» DIRECTIONS:
Take the line containing "Check that each instance of the forehead" and all lines after it to the end of the records, and output them exactly.

» TASK DATA:
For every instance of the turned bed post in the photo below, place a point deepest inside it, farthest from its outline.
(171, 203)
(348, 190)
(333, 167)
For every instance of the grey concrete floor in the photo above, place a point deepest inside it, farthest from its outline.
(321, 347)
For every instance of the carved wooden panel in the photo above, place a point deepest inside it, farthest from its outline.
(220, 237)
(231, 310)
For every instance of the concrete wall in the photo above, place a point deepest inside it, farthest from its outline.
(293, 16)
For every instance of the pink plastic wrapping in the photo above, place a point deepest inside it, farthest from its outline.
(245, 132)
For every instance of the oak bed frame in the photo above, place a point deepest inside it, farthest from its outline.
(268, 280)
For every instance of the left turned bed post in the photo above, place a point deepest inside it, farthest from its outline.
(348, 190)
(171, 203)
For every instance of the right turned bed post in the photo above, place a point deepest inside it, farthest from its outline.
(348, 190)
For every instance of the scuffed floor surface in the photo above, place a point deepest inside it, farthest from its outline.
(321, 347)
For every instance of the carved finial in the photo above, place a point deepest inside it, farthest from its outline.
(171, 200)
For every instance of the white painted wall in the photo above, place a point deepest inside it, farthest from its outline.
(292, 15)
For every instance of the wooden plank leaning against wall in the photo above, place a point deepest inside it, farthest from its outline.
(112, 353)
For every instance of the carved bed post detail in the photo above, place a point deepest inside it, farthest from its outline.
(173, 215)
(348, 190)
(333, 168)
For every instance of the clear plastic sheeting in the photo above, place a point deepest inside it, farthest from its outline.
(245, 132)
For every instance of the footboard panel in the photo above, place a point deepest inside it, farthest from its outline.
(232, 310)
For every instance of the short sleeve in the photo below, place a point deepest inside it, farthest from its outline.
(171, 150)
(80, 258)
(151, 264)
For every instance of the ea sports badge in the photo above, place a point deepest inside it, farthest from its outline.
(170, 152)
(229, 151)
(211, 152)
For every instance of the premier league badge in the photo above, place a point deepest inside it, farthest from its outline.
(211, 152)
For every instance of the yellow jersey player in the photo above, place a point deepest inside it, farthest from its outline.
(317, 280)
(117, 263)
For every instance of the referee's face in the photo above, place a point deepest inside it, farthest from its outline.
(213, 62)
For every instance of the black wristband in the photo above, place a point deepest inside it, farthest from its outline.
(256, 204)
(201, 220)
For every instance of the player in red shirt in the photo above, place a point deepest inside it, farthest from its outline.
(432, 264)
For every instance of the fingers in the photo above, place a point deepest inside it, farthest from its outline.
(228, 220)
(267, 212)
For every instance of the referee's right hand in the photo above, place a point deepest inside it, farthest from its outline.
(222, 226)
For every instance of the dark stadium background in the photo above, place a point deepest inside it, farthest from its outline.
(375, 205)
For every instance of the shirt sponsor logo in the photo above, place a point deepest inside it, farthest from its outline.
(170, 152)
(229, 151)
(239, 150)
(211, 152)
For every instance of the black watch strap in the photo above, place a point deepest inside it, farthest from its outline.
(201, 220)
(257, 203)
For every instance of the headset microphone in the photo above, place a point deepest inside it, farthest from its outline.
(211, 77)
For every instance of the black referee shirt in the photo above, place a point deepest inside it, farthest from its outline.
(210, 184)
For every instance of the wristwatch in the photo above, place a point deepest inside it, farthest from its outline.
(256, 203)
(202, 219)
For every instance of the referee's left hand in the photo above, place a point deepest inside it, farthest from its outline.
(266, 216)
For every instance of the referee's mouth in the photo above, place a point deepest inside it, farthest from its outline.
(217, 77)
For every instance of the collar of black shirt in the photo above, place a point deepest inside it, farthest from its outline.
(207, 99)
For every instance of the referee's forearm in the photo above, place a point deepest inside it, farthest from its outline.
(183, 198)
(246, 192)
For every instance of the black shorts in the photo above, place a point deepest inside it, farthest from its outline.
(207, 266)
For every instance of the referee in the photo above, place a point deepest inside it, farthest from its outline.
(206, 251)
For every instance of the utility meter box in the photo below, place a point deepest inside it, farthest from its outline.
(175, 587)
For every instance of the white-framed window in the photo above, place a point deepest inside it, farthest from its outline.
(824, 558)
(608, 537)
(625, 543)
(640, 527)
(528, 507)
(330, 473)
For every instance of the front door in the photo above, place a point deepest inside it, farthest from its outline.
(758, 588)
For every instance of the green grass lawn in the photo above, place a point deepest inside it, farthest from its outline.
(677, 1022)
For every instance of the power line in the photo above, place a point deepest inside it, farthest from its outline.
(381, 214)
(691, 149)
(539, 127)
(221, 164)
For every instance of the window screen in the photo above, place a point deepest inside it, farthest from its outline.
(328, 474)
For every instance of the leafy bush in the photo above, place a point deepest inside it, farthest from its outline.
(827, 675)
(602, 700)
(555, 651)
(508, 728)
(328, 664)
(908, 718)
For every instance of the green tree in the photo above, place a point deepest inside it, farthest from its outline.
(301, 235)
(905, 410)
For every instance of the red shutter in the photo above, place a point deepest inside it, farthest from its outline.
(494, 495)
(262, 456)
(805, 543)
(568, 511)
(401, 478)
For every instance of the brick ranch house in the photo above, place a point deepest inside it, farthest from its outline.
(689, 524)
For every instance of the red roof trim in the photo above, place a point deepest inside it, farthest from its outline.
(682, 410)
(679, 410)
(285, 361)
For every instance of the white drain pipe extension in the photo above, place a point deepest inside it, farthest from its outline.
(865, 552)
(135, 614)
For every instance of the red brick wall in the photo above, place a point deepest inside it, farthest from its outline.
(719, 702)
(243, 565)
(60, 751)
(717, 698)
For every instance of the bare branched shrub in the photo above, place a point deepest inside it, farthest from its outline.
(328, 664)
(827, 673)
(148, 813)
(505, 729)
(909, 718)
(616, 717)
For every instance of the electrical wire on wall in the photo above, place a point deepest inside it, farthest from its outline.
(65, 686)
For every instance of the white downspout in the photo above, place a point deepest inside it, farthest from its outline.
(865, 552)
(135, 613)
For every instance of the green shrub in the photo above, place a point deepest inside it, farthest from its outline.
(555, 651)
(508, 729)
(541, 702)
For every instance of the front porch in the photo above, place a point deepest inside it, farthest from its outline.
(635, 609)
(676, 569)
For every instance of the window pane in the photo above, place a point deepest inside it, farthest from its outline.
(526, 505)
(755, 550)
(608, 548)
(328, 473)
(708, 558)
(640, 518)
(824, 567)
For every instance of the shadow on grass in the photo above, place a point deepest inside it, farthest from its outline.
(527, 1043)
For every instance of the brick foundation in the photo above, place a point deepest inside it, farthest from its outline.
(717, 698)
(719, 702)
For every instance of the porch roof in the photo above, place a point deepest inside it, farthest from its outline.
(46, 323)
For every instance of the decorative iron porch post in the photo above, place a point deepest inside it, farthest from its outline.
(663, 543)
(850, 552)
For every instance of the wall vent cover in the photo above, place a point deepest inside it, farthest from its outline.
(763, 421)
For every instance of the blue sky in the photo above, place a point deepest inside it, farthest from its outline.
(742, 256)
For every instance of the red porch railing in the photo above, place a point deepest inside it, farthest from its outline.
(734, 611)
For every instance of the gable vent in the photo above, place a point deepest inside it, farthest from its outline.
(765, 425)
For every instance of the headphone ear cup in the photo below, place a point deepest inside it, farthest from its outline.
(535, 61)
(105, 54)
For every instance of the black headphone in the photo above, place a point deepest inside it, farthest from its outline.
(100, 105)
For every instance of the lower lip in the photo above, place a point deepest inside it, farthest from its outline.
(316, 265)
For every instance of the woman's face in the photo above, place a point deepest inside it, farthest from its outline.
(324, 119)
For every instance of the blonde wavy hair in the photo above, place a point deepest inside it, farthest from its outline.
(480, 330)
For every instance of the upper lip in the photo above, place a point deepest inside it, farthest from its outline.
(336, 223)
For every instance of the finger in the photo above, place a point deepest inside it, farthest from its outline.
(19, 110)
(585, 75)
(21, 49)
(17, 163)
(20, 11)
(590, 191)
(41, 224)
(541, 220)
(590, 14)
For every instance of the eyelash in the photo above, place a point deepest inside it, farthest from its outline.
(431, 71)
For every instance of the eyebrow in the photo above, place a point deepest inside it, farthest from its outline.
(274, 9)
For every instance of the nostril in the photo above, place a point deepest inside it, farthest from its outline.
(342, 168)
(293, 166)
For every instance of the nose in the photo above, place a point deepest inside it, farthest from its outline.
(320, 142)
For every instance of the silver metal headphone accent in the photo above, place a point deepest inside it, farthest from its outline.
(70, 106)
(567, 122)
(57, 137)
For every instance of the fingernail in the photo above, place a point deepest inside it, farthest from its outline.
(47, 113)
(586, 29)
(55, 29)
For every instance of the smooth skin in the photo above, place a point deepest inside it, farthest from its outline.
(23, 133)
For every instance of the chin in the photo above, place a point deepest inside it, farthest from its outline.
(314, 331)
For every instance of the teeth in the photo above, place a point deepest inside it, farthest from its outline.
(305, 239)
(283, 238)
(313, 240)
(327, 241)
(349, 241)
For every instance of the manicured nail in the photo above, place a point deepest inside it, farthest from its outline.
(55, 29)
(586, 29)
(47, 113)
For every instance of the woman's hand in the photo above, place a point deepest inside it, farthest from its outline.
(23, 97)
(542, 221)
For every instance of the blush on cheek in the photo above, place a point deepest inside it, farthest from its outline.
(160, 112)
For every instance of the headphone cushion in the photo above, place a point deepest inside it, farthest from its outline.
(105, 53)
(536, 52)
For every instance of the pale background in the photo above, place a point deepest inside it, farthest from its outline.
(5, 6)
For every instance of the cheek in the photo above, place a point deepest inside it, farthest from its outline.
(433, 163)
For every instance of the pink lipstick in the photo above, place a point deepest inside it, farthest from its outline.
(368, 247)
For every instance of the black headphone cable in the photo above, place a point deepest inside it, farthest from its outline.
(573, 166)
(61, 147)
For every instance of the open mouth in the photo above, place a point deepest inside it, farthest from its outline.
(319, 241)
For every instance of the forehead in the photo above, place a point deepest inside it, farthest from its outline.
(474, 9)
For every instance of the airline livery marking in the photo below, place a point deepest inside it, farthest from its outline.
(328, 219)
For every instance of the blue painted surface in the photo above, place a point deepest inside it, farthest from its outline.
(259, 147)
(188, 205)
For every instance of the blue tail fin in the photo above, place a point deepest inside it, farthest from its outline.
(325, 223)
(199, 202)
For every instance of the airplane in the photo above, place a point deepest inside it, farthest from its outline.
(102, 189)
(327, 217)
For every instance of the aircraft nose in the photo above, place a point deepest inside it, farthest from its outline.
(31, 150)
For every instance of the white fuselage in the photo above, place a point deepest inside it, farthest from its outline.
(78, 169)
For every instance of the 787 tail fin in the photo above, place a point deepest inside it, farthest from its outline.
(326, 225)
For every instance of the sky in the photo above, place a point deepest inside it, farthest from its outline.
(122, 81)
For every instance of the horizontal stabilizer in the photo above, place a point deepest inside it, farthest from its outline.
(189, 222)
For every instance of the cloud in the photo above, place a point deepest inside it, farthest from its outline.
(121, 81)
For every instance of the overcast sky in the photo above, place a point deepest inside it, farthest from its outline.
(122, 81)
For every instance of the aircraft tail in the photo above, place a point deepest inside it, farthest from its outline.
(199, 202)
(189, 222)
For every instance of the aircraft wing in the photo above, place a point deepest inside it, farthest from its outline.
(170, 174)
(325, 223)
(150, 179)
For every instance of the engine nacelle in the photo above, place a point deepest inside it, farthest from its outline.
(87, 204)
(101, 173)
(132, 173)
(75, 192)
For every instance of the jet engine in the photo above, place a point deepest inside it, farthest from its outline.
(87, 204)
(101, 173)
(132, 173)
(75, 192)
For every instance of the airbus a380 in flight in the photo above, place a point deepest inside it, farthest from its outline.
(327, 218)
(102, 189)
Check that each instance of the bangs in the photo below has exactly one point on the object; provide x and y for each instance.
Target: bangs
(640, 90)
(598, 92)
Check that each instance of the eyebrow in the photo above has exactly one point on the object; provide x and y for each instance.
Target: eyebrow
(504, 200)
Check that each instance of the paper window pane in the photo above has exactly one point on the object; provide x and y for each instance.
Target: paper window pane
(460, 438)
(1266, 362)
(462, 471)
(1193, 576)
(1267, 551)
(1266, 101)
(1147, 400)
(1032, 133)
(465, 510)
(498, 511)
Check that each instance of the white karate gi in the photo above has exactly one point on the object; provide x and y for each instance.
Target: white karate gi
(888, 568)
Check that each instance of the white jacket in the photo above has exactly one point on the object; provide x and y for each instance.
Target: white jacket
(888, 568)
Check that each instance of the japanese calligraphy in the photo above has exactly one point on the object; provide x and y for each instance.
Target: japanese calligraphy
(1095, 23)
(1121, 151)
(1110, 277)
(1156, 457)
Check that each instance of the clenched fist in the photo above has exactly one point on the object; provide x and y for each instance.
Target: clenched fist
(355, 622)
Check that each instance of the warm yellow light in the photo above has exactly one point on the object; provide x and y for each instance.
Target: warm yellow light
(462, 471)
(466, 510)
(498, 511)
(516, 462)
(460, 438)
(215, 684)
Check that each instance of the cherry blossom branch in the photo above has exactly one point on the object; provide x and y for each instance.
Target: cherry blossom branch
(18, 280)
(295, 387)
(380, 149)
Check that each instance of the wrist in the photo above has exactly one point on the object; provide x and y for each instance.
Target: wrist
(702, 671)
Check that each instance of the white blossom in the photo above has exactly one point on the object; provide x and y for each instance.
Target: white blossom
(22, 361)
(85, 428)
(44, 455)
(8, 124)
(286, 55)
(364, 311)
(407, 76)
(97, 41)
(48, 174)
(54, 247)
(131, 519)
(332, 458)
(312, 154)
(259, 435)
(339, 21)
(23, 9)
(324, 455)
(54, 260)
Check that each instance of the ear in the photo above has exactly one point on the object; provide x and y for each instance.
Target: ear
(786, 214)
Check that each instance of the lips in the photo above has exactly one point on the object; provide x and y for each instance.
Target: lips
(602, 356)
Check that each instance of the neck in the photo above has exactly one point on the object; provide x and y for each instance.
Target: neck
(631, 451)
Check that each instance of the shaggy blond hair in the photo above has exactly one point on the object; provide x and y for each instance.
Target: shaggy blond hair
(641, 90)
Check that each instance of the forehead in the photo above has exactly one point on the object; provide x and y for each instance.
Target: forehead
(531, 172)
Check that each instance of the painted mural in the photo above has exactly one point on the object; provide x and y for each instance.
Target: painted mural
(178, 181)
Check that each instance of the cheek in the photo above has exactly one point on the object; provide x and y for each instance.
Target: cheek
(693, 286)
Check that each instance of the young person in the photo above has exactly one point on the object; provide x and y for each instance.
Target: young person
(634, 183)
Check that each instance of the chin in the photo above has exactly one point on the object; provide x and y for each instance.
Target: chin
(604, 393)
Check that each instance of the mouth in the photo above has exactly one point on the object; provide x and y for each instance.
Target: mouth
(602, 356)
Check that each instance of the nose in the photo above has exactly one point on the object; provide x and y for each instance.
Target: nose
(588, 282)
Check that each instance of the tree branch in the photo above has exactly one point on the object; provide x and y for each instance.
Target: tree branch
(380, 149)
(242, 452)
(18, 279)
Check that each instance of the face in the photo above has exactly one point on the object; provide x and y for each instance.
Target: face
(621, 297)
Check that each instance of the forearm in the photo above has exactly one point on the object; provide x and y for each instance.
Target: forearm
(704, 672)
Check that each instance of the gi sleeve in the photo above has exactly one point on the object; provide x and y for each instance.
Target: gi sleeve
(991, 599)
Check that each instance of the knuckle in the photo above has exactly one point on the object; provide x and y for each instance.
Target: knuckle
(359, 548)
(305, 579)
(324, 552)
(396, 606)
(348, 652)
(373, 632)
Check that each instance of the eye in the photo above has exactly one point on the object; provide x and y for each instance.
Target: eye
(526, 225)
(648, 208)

» REPLY TO THE EXERCISE:
Check that each instance of the forehead in the photo above has exactly one point on the object; provide x and y for each instance.
Target: forehead
(531, 172)
Check that each instance of the painted mural in the photo above has exactly one point on the object; provide x and y for each instance.
Target: painted mural
(178, 181)
Check that each instance of the cheek in the photo above has exactly one point on the object; provide x and y for each instance.
Target: cheek
(693, 286)
Check that each instance of the young person in the photo above has exactly one point on the object; provide x and y for each instance.
Target: young person
(634, 183)
Check that each instance of the chin in the photo above has exactly one point on the object; provide x and y for each instance.
Target: chin
(604, 393)
Check that each instance of the mouth in the photo above has exactly one point on the object; provide x and y for each instance.
Target: mouth
(602, 356)
Check that each instance of the nose in the photo above has exactly one point on the object; provide x and y for each instance.
Target: nose
(588, 282)
Check that each instance of the tree branch in the photo above has exactly one point on the object; provide x and y for each instance.
Target: tree branch
(380, 149)
(242, 452)
(18, 279)
Check that each instance of the face in the photo above has exactly one point on the object; provide x and y for each instance.
Target: face
(621, 297)
Check that each instance of the forearm in the photo above has exactly one point on the object; provide x and y for each instance.
Target: forearm
(704, 672)
Check that each instance of the gi sleeve in the photo above has exactly one point on the object; provide x and y for each instance.
Target: gi sleeve
(991, 599)
Check that each instance of the knuckle in the photo above has exactly one point on the object; provide x and y for each instance.
Target: knuckle
(359, 548)
(305, 579)
(324, 552)
(396, 606)
(348, 652)
(373, 632)
Check that each instance of the eye in the photo above has exactly one point on the object; provide x and y for each instance.
Target: eye
(526, 225)
(648, 208)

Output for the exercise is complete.